▸ Goal of the exercise
Skipping the images, transcribe each record below as it is.

▸ The data
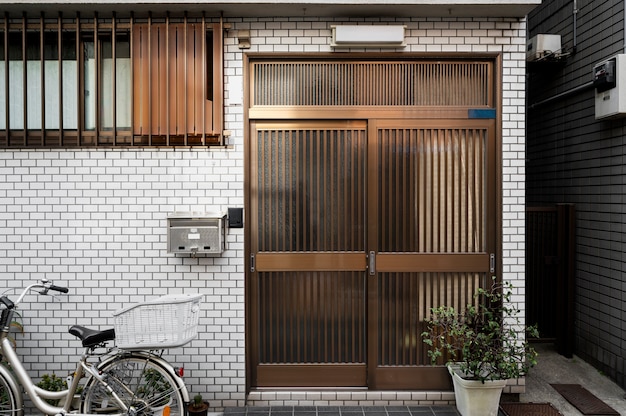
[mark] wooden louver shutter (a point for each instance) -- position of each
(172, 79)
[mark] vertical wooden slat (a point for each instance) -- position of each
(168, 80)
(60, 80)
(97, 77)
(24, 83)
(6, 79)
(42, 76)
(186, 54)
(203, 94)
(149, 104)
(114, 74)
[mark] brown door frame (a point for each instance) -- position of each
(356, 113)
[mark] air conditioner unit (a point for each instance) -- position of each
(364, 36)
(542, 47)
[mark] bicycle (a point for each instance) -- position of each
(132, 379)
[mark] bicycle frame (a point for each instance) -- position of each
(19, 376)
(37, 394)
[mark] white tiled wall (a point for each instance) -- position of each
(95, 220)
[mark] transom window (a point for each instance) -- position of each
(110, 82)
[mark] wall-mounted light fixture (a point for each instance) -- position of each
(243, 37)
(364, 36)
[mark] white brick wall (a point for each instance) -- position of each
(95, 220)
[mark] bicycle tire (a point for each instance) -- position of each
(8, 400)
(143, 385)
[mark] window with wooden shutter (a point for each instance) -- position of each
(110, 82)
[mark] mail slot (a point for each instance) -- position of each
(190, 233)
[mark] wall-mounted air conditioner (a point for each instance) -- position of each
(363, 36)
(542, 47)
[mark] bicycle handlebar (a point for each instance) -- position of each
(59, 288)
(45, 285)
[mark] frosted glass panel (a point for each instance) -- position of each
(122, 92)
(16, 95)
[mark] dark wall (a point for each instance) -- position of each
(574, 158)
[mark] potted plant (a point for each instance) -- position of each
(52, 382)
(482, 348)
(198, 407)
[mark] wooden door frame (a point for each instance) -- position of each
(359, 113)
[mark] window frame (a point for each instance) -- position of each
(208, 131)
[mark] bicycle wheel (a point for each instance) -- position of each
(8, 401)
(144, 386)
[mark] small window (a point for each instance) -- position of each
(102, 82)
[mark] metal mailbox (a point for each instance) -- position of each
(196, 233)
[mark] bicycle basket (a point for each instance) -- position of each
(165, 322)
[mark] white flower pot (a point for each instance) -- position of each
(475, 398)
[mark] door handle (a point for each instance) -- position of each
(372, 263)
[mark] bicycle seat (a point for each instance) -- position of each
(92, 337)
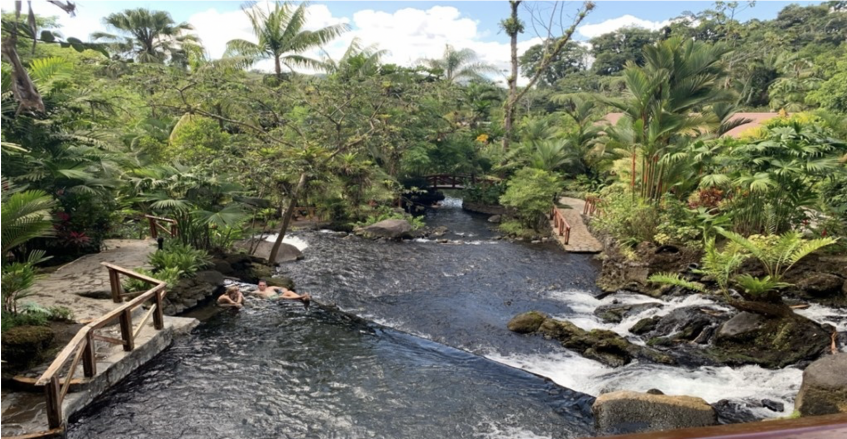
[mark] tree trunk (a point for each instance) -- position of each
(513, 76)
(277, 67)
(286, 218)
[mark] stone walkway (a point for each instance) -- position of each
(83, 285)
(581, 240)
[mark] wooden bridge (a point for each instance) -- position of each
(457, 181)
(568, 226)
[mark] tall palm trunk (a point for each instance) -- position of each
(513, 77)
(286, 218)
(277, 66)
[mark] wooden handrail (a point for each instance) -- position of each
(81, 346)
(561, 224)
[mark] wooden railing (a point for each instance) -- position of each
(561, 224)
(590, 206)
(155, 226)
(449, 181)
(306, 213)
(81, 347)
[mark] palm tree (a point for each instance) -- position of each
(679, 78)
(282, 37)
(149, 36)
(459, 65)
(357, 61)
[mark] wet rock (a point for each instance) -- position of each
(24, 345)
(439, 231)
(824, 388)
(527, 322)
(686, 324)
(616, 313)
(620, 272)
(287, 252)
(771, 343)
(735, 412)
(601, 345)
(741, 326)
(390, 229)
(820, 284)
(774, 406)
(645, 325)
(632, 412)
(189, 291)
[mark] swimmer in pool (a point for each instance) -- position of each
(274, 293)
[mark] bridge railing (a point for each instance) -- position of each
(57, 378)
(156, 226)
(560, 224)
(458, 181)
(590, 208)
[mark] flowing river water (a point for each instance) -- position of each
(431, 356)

▸ Task result
[mark] wooden louver shutter (a point for each instance) -- position of each
(172, 79)
[mark] vertical wooden slat (a point for each instance) -- position of each
(168, 80)
(60, 80)
(97, 77)
(24, 83)
(6, 79)
(42, 76)
(186, 54)
(203, 94)
(149, 104)
(114, 74)
[mark] brown door frame (a point for each instance) -- position of each
(356, 113)
[mark] air conditioner unit (a point for each instance) -- position of each
(364, 36)
(542, 47)
[mark] bicycle (a point for each instance) -- position of each
(132, 379)
[mark] bicycle frame (a point for each instance) -- position of each
(19, 376)
(37, 394)
[mark] white tiled wall (a point for each instance) -- position of each
(95, 220)
[mark] transom window (a point for each instance) -- position of each
(110, 82)
[mark] wall-mounted light fixture (a point for each instance) -- position of each
(243, 37)
(364, 36)
[mark] white brick wall (a point for each instance) -- position of each
(95, 220)
[mark] bicycle tire (a point for each instance) -- position of each
(8, 400)
(143, 385)
[mark] window with wooden shutter (a point for each instance) -- position of each
(110, 82)
[mark] mail slot (a point for each instance) -- position of each
(190, 233)
[mark] wall-mounted air conditioner (a point for each instance) -- position of each
(363, 36)
(542, 47)
[mark] bicycle handlebar (a point for each instance) -- position of each
(59, 288)
(45, 285)
[mark] frosted glass panel (a point for each instance) -- position of each
(122, 92)
(16, 95)
[mark] dark wall (a point for each instance) -- position of each
(574, 158)
[mark] potted plant (a point for each instance) -- position of each
(52, 382)
(482, 348)
(198, 407)
[mark] wooden door frame (a point for each instance) -- position of each
(359, 113)
[mark] window frame (a point for each instance) -- position of each
(208, 131)
[mark] bicycle wheel (a point for each instance) -- position of each
(8, 401)
(144, 386)
[mark] small window (a point for each instance) -- position of each
(102, 82)
[mark] metal mailbox (a point for each instance) -- position of each
(196, 233)
[mark] bicycle basket (a point for each instance) -- position of each
(165, 322)
[mark] white flower pot (a point for each instance) -- position of each
(475, 398)
[mark] door handle (a point for each instance) -- position of each
(372, 263)
[mark] bicycle seat (a point for each instance) -- position of each
(92, 337)
[mark] tree trunk (a point for each instance) -- position of each
(513, 76)
(277, 67)
(286, 218)
[mark] stone walkway (a point for each instance) -- position of each
(83, 285)
(581, 240)
[mark] wooden bridge (a point for each instance) -- position of each
(457, 181)
(568, 226)
[mark] tall palm trunk (a point for each instance) -- position of each
(513, 77)
(286, 218)
(277, 66)
[mark] wooden handrail (a point for each instance) -- position of each
(81, 346)
(561, 224)
[mark] wooden railing (a point for each instance) -- position of each
(561, 224)
(590, 206)
(155, 226)
(449, 181)
(306, 213)
(81, 347)
[mark] palm tree (a point for each instance) -- position of each
(679, 78)
(282, 37)
(149, 36)
(459, 65)
(357, 61)
[mark] wet rock (a point for each instance) -- position of each
(24, 345)
(439, 231)
(824, 388)
(527, 322)
(686, 324)
(616, 313)
(620, 272)
(287, 252)
(771, 343)
(735, 412)
(601, 345)
(741, 326)
(390, 229)
(820, 284)
(774, 406)
(645, 325)
(632, 412)
(189, 291)
[mark] swimmer in pool (a point for each instance) -- position of each
(274, 293)
[mark] bridge railing (a point for each instance) -- position of each
(57, 378)
(156, 226)
(560, 224)
(458, 181)
(590, 208)
[mark] flowing river water (a point for each instance) -- position of each
(431, 356)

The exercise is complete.